• Activity: Below are the entries; output exactly the lines from the one containing "Check that every instance of the stone column" through the final line, inclusive.

• Material to process:

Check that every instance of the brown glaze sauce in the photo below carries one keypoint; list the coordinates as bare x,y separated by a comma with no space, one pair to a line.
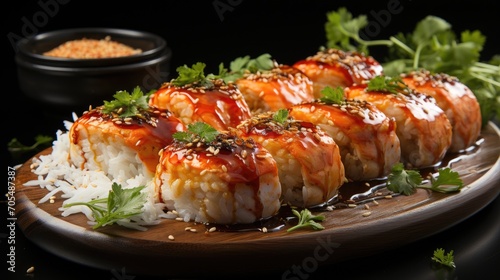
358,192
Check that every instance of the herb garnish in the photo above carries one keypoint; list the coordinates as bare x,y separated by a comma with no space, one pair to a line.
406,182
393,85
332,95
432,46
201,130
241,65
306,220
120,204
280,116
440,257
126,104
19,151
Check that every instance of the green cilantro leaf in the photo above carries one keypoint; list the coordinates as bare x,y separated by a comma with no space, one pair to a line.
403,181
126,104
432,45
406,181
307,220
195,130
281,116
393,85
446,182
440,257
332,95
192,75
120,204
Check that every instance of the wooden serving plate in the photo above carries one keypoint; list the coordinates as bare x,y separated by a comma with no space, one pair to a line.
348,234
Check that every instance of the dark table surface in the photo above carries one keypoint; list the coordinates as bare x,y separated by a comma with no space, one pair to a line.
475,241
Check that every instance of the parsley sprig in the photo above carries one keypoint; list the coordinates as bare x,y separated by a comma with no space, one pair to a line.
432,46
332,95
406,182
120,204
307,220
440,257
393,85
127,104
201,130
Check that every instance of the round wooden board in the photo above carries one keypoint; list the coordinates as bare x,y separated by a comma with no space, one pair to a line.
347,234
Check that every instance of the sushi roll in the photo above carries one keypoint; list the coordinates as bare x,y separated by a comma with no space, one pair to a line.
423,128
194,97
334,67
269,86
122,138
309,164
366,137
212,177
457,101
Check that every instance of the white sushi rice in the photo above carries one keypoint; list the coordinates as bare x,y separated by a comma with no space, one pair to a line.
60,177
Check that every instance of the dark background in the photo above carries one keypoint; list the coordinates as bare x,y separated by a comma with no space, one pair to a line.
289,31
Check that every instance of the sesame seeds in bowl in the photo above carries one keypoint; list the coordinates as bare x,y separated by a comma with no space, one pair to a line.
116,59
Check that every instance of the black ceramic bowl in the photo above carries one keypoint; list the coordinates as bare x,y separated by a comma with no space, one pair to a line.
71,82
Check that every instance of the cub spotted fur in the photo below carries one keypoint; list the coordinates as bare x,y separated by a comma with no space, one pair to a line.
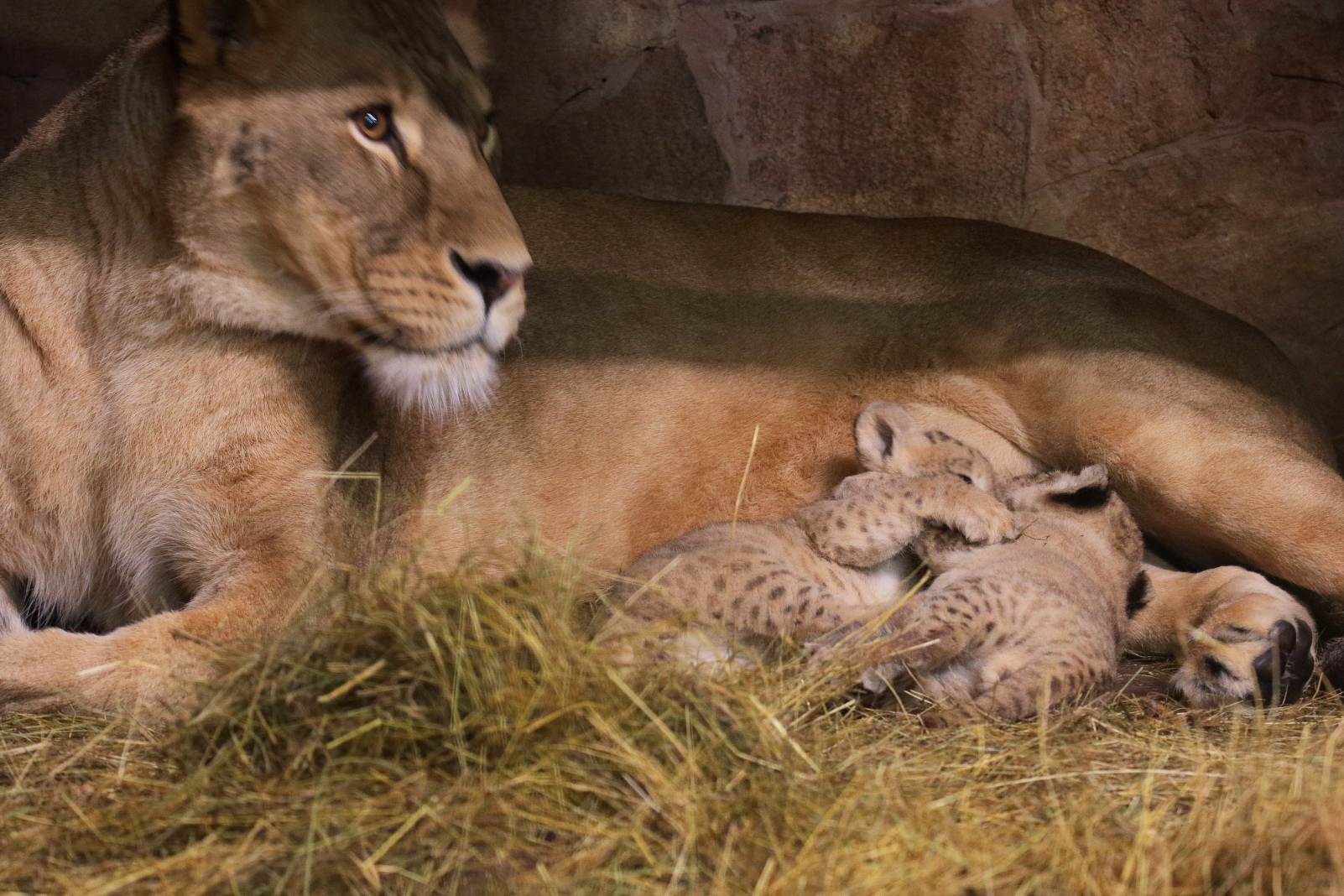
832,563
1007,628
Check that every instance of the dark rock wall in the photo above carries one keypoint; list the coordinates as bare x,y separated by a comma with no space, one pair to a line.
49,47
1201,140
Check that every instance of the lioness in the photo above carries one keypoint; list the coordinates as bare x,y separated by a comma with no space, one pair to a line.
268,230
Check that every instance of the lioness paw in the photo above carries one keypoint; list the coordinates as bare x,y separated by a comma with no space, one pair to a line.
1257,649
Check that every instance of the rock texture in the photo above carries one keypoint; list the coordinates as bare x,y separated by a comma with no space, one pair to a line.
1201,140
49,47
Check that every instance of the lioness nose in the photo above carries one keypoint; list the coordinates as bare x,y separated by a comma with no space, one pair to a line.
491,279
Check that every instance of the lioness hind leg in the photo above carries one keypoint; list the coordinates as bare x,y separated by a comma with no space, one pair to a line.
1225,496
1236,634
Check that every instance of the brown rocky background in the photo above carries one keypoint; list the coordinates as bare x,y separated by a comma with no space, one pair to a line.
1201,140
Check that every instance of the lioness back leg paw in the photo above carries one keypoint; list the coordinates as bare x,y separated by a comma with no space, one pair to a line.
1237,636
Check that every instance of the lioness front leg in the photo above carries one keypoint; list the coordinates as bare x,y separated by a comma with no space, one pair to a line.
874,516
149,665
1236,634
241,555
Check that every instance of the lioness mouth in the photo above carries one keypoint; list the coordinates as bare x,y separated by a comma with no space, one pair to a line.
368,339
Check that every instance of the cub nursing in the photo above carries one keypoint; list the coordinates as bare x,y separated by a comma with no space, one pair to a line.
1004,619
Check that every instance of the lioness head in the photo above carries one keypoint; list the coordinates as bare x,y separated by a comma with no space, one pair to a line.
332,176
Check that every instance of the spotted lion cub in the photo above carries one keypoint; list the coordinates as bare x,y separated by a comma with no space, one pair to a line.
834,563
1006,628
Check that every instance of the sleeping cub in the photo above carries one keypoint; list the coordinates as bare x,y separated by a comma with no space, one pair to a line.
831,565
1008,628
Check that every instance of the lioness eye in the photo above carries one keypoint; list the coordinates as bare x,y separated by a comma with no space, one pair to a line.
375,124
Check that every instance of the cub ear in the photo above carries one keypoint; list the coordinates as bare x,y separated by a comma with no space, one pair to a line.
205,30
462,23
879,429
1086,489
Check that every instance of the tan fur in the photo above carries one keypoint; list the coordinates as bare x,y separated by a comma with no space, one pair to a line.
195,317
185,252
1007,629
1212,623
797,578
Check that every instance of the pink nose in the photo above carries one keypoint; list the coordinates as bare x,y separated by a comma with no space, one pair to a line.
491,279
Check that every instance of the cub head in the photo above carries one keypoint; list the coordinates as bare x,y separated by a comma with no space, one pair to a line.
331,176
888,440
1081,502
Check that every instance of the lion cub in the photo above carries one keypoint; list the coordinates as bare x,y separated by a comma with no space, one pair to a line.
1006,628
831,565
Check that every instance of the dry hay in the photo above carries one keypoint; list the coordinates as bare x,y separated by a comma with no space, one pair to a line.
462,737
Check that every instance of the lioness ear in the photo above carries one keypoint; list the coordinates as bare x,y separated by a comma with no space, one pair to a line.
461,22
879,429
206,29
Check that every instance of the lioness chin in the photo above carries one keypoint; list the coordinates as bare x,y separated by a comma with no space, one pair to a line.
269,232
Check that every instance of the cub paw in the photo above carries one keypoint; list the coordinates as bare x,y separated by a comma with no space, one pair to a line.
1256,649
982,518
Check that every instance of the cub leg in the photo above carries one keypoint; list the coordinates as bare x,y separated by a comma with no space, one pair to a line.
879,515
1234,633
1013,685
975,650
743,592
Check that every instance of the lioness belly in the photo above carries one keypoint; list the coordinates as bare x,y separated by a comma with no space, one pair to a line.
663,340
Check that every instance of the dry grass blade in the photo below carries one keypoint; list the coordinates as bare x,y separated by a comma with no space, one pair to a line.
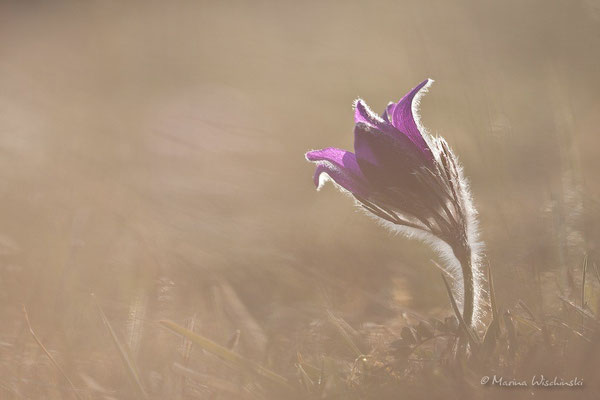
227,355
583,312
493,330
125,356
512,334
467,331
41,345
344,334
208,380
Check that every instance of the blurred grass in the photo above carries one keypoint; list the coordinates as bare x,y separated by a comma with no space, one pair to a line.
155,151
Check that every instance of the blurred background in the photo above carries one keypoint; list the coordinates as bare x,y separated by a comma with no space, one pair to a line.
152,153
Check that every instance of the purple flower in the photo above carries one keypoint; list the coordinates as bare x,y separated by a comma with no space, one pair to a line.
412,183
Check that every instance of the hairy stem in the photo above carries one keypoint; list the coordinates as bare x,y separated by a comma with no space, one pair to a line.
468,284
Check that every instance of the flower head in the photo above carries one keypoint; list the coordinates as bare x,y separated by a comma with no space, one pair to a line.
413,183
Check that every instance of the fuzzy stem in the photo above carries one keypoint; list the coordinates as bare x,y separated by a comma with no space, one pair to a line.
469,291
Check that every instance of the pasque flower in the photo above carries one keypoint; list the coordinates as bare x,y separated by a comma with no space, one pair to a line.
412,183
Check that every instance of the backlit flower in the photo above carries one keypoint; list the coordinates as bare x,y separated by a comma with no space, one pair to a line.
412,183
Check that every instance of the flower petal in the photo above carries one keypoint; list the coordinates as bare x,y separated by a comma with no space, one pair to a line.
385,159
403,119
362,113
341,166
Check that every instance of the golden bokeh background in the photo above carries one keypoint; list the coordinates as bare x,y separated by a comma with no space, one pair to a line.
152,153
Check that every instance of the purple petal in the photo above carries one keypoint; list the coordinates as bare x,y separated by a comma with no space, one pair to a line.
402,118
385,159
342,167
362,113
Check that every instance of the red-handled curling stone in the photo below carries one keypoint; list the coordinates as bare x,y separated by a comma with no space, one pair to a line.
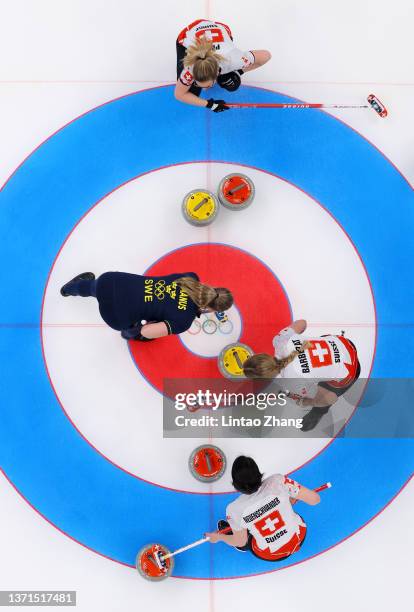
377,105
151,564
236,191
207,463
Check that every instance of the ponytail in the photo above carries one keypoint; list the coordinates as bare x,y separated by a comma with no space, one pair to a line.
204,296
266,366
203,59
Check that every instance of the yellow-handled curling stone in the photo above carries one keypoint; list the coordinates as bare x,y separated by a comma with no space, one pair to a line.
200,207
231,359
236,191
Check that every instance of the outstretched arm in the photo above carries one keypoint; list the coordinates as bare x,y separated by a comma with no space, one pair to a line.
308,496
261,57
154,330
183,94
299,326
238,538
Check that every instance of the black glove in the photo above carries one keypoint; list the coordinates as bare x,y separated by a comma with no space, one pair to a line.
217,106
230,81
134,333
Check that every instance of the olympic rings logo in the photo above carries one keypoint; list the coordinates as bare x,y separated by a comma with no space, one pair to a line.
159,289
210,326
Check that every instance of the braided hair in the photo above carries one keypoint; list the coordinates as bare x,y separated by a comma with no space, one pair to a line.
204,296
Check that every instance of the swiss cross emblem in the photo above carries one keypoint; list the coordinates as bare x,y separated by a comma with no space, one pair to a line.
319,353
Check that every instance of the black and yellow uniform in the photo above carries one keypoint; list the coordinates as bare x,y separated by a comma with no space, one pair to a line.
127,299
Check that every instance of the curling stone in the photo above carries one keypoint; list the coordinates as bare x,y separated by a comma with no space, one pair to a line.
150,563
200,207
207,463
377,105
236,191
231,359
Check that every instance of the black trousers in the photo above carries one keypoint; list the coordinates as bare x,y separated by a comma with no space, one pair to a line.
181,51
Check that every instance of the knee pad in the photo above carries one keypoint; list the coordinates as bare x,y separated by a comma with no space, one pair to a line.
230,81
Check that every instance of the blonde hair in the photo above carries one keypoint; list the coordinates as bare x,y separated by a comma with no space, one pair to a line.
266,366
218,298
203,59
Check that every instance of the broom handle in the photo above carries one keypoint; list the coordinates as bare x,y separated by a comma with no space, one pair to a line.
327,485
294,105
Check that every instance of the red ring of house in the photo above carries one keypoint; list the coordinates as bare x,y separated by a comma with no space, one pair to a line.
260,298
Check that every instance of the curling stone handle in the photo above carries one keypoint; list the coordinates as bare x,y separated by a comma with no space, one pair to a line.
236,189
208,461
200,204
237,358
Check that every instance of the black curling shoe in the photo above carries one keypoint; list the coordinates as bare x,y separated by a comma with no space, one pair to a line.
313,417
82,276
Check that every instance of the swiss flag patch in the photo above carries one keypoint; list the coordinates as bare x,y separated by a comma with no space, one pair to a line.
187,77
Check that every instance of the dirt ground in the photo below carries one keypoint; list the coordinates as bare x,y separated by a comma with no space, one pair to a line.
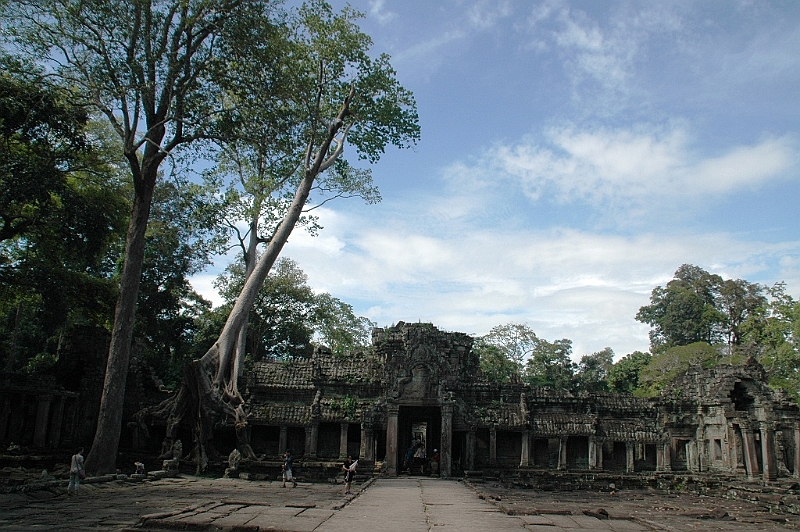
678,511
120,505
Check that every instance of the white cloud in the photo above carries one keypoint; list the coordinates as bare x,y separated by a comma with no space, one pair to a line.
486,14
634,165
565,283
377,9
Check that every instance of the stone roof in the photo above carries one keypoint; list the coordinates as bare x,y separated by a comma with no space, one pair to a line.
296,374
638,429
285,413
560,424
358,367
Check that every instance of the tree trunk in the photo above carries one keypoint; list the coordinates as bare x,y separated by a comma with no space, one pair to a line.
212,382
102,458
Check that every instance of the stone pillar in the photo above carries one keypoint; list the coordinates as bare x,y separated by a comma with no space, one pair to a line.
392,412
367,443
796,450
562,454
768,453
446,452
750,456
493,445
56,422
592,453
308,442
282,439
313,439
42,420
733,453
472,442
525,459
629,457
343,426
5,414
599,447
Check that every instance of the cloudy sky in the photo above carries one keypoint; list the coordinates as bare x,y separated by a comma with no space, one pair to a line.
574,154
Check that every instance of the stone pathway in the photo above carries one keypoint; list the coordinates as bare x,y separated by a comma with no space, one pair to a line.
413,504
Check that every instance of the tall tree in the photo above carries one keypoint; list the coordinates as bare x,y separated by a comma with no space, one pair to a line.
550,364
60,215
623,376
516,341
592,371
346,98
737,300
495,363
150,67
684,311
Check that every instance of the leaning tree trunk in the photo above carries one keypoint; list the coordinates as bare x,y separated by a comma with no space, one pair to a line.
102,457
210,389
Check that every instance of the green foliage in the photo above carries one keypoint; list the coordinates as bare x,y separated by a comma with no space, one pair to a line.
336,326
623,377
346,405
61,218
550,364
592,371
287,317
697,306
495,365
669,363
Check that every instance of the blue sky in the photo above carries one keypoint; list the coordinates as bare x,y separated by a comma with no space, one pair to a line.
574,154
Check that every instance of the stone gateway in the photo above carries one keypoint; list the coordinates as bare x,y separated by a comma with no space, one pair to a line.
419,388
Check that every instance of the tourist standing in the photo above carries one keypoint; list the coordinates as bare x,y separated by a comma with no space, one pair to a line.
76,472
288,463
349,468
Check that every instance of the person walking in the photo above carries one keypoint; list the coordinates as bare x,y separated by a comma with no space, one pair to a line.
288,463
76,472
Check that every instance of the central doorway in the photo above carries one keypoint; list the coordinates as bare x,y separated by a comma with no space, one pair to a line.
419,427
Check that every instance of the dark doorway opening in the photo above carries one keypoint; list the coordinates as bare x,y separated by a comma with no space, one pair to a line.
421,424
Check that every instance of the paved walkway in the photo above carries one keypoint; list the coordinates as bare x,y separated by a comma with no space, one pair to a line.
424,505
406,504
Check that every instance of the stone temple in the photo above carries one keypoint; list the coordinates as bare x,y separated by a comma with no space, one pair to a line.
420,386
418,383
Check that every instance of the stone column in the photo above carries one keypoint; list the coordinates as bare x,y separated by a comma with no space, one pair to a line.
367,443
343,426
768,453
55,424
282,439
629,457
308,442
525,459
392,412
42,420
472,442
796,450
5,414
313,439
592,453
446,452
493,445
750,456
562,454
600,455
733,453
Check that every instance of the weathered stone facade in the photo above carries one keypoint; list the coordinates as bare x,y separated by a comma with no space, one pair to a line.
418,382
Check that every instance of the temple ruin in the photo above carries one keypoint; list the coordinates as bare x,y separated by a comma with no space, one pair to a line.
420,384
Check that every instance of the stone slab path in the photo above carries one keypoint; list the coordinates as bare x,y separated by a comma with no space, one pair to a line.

• Answer to this problem:
Check that every instance of the stone column in the photo above carries one keypoint; list the coordinates as bare x,y separated by a comma with no space, one pair to a line.
367,443
343,426
768,453
55,424
282,439
629,457
308,442
525,459
392,412
42,420
472,442
796,450
5,414
313,439
592,453
446,452
493,445
750,456
562,454
600,455
733,453
Check that every instance of the weathered stone facade in the photo above carries one keypoint; list the coordinates as bare x,y separated by a comma with no space, one pair to a line.
418,382
Check that every instance of the temple ruin in the photo above carries one keypoint; list the coordinates as bare x,y separated by a comma with no space, one pair to a line.
420,384
Check that every instance of the stone slab path in the photo above carries one keypoint; list the coordinates as bare x,y separated by a comma with no space, one pair to a line.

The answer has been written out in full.